WHAT NEEDS TO BE DONE: From the first line to the last, print the records exactly, leaving out the pictures.

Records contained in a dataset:
^^^^
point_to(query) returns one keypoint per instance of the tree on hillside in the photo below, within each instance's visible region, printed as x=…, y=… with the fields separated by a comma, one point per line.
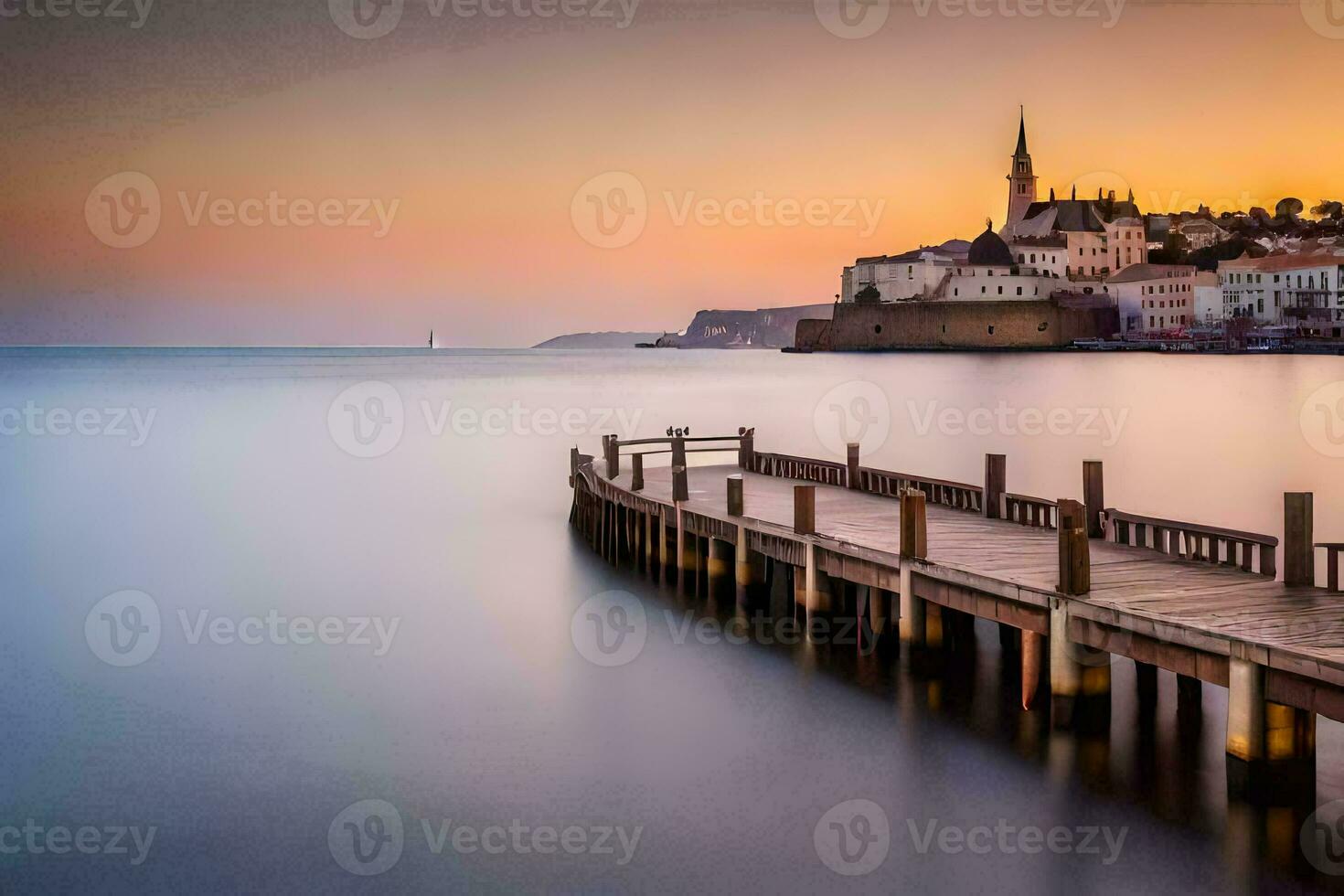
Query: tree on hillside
x=867, y=295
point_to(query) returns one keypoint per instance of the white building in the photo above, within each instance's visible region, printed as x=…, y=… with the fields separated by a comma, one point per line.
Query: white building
x=992, y=272
x=1209, y=297
x=914, y=274
x=1284, y=288
x=1153, y=297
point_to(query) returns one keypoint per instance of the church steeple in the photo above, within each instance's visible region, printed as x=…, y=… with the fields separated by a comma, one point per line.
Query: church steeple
x=1021, y=182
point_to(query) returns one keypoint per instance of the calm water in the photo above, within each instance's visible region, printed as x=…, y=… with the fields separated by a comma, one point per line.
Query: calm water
x=240, y=511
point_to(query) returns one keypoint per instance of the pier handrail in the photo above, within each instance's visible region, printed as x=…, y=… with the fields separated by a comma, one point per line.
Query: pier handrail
x=963, y=496
x=1029, y=509
x=1132, y=529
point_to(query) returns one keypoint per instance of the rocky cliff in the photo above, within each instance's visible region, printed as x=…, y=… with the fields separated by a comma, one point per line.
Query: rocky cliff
x=761, y=328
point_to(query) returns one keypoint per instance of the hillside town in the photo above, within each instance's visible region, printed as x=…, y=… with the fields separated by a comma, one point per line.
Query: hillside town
x=1253, y=278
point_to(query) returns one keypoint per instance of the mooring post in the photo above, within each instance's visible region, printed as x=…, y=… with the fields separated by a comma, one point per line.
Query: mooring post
x=997, y=481
x=1074, y=563
x=613, y=455
x=1094, y=498
x=735, y=495
x=680, y=488
x=914, y=544
x=1298, y=551
x=805, y=509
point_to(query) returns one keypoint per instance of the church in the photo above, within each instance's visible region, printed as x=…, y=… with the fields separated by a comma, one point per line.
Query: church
x=1044, y=246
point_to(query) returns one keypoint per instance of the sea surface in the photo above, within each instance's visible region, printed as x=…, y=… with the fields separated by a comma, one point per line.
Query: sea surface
x=249, y=592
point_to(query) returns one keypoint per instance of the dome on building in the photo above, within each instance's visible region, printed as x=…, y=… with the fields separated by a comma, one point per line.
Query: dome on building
x=991, y=251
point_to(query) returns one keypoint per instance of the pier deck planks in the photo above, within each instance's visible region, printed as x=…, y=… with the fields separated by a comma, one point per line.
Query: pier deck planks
x=1298, y=629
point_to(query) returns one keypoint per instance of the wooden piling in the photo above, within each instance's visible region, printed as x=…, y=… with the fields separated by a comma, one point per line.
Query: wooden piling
x=735, y=495
x=805, y=509
x=997, y=483
x=1094, y=497
x=1298, y=551
x=914, y=524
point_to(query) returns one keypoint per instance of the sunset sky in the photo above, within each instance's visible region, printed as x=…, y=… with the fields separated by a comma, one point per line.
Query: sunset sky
x=475, y=134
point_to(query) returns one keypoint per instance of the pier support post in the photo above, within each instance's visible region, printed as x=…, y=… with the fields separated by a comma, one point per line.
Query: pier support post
x=1298, y=554
x=1074, y=564
x=1080, y=677
x=1032, y=656
x=718, y=563
x=804, y=509
x=1094, y=497
x=735, y=504
x=745, y=571
x=914, y=544
x=880, y=615
x=997, y=483
x=1269, y=746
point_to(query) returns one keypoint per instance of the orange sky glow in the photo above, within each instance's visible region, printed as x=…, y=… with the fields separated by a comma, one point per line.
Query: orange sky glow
x=480, y=140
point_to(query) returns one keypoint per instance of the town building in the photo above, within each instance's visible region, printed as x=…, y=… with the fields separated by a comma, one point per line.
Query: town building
x=1153, y=297
x=1284, y=288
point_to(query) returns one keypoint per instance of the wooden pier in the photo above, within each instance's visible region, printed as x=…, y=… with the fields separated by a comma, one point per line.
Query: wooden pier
x=1072, y=583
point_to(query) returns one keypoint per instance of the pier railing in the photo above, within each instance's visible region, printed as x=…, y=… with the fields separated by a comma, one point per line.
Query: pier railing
x=961, y=496
x=1194, y=540
x=1249, y=551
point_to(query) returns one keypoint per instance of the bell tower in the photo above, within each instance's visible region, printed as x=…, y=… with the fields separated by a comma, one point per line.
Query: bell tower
x=1021, y=182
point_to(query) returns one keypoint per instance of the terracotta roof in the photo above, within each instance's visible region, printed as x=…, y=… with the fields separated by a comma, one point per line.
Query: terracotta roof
x=1135, y=272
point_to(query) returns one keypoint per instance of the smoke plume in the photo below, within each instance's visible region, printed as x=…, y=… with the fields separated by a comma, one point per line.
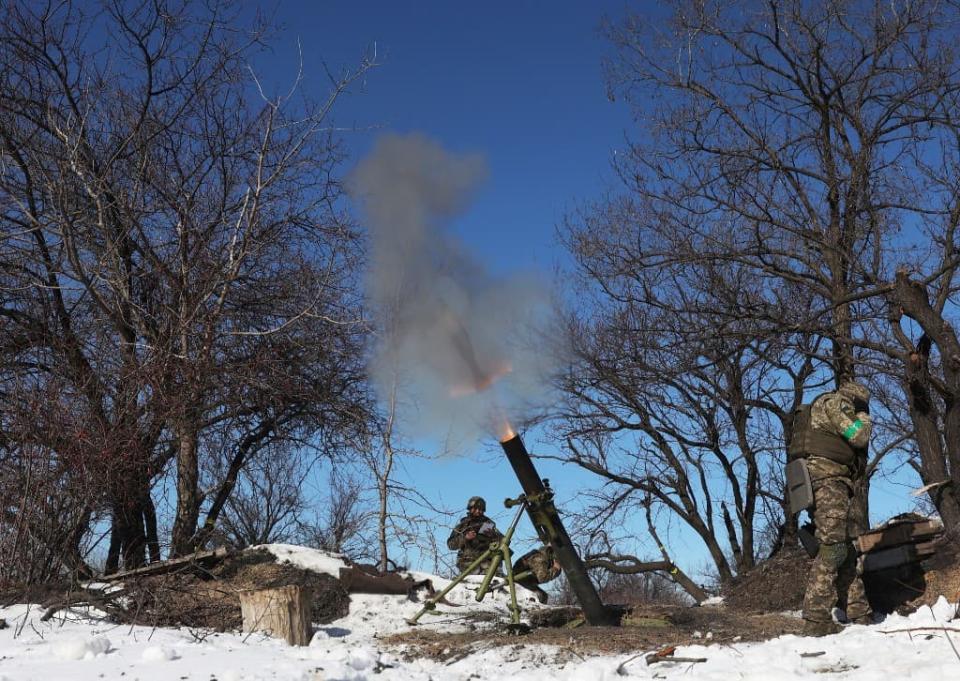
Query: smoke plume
x=457, y=344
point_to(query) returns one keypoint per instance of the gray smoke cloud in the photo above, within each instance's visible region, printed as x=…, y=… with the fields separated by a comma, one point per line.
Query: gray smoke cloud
x=464, y=348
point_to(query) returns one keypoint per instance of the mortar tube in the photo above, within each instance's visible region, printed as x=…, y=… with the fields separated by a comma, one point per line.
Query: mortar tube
x=594, y=611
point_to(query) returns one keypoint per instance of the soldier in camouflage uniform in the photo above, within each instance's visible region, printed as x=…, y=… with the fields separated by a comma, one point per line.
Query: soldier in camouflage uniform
x=534, y=568
x=835, y=470
x=473, y=535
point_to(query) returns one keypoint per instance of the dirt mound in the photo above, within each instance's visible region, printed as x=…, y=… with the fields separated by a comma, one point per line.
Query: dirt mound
x=642, y=628
x=775, y=585
x=210, y=599
x=941, y=573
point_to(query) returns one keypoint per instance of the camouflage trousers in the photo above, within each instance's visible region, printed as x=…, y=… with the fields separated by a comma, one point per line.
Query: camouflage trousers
x=834, y=577
x=466, y=558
^^^^
SOLUTION TO THIS EXERCISE:
point_to(query) returns one keypoint per instance of the tree on hillside in the photo below, within each instance's visible region, printed as x=…, y=… with the fields separated by a comma, one point per line.
Query: tree on hillside
x=867, y=295
point_to(query) returns one keypoint per instance of the white building in the photo above, within each instance's visible region, printed as x=…, y=… with the fields separated by a comma, one point per line.
Query: white building
x=992, y=272
x=1209, y=297
x=914, y=274
x=1284, y=288
x=1153, y=297
point_to(query) returns one keypoint per instance of the church steeple in the photo above, within each instance's visible region, printed as x=…, y=… with the fields separated by a comma, one point per line.
Query: church steeple
x=1021, y=182
point_to(query) returns one keypoint per instance of the calm water in the photo above, within each instance's visible region, printed as x=…, y=… with the fields separated by a comma, one point per line.
Query: calm water
x=240, y=511
point_to(query) returns one keypoint per instance of the pier handrail in the photo above, within each instance's visible region, printed as x=…, y=… with the fields separated by a comma, one point per line.
Query: pier handrail
x=963, y=496
x=1029, y=509
x=1132, y=529
point_to(query) returns one keypoint per instance of the rocky cliff in the photo above, within each instance's visible region, printed as x=…, y=… with the fields separated by a comma, one point per line.
Query: rocky cliff
x=761, y=328
point_to(query) returns one keypoint per instance of the hillside town in the photo above, within each instance's visible region, printed as x=…, y=… with the fields separated by a comma, one point per line.
Query: hillside town
x=1253, y=278
point_to(query) returns one keypoint per instance of the mooring post in the photo above, within each instance's visible region, printed as x=…, y=… with the fields separated by a comma, one point per line.
Query: mooring post
x=997, y=481
x=1074, y=563
x=613, y=455
x=1094, y=498
x=735, y=495
x=680, y=488
x=914, y=544
x=1298, y=551
x=805, y=509
point_to(query) returns one keypoint per instance of the church in the photo above, within each instance's visible region, printed as x=…, y=… with the fields separated by a comma, one point per line.
Query: church
x=1044, y=246
point_to(query) returns one keypoint per instance of the sea surface in the photo above, within each instance's visible region, printed as x=…, y=… with the fields separated by a comma, one point per line.
Query: sea surface
x=249, y=592
point_to(query) returns one keypoint per instance of the dome on building in the photo above, within each instance's visible region, printed as x=…, y=… with the fields separated by a comma, one point per line.
Query: dome on building
x=991, y=251
point_to(query) returns one keypoint per instance of the pier deck planks in the photo above, within each instance's visible region, printed as x=…, y=… with the fields separated by a comma, one point per line.
Query: pier deck planks
x=1298, y=629
point_to(query) returns one keypoint per instance of the wooden piling in the photo above, within each instance's visible region, printed as x=…, y=… with the fields separated by a comma, one point per line.
Query: wooden piling
x=735, y=495
x=805, y=509
x=997, y=483
x=1094, y=497
x=1298, y=551
x=914, y=524
point_to(query) returns one keypoint per instance of the sunset sky in the photo above, within each instance's visible region, printed as x=…, y=… with the fields separated by a comma, one point per line.
Query: sunset sky
x=475, y=134
point_to(query) returns one keypoint per instance of the pier support post in the photo above, within each instance's visible region, printed as x=…, y=… with the fields separated by a comma, one point per line.
Query: pier support post
x=1298, y=554
x=1074, y=564
x=1080, y=677
x=1032, y=656
x=718, y=563
x=804, y=509
x=1094, y=497
x=735, y=504
x=745, y=571
x=914, y=544
x=880, y=615
x=997, y=483
x=1269, y=746
point_to(query) returns one keypoint per instance of the orange sky glow in the photo above, within each instance's visible region, printed as x=…, y=… with the fields separated by a comma, one point per line.
Query: orange sky glow
x=480, y=140
point_to(query) returns one keypoint per instance of the town building in the photo above, within each instance's visible region, printed as x=…, y=… with the fields separated by a comma, one point per line.
Query: town building
x=1153, y=297
x=1284, y=288
point_to(query) returns one keypoint per instance of the wooden pier in the photo above, within each instance's visible region, printed as x=…, y=… with the fields separated by a comma, one point per line.
Query: wooden pier
x=1072, y=583
point_to(query) returns one keypoint per instance of the pier railing in the photo above, within each instance's visible region, printed as x=…, y=… with the fields separated by a comma, one point per line.
Query: pier railing
x=961, y=496
x=1194, y=540
x=1249, y=551
point_to(query) returns one keypoint per instance of the bell tower in the photo above, within each instance's visible region, printed as x=…, y=… with the fields separated by a comma, one point per line.
Query: bell tower
x=1021, y=182
point_to(query) returns one keypoint per instance of the terracotta roof in the photo above, within each instance's visible region, printed as x=…, y=… with the fields separated by a comma, one point per line.
Query: terracotta roof
x=1135, y=272
point_to(query) returns one keypoint per instance of the smoke plume in the photo below, within each instance's visible region, printed as x=…, y=… with the fields separated by a comma, one point per line.
Query: smoke plume
x=457, y=344
point_to(query) returns one keypoint per instance of the gray smoke cloud in the photo above, within each instance's visible region, printed as x=…, y=… with the fields separated by a comma, one point per line.
Query: gray smoke cloud
x=464, y=348
point_to(query) returns one keypoint per instance of the mortar tube in the photo above, within each instance's visible region, printed as x=…, y=… with the fields separated by a comma, one point per line.
Query: mortar tube
x=594, y=611
point_to(query) returns one keypoint per instance of the soldier in camouflage uniform in the photo above, within each instance's visible region, printed as x=…, y=… with the fields separated by a comma, one point per line.
Query: soldier in camouflage uniform
x=534, y=568
x=835, y=470
x=473, y=535
point_to(query) returns one keypoint per instance of the dirt mound in the photo above, within each instance's visible region, printed as x=…, y=… with the fields separated by a comma, one point per line.
Query: dirt mound
x=642, y=628
x=775, y=585
x=210, y=599
x=941, y=573
point_to(query) returns one keypoint per instance of the camouflage trousers in the photo above, within each instance's visible region, printed as x=…, y=… with the fields separated by a comma, one point per line.
Query: camouflage trousers
x=834, y=577
x=466, y=558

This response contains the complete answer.